Written exercise: Reproduce every one of the items below line for line, with no changes.

Stored dataset items
==*==
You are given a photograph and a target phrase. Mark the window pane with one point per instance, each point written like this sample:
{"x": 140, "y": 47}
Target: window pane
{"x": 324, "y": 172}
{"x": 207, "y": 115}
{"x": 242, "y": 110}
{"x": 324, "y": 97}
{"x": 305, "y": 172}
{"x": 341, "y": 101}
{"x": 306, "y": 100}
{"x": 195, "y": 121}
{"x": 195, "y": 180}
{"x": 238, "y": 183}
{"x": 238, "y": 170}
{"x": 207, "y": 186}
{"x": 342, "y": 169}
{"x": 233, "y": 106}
==*==
Solution below:
You are given a photograph and a target phrase. Mark the window pane with one point per instance, each point written like this sample:
{"x": 140, "y": 47}
Target: window pane
{"x": 324, "y": 172}
{"x": 207, "y": 115}
{"x": 242, "y": 110}
{"x": 324, "y": 97}
{"x": 305, "y": 172}
{"x": 341, "y": 101}
{"x": 306, "y": 100}
{"x": 195, "y": 121}
{"x": 195, "y": 180}
{"x": 238, "y": 183}
{"x": 238, "y": 170}
{"x": 207, "y": 186}
{"x": 342, "y": 169}
{"x": 233, "y": 106}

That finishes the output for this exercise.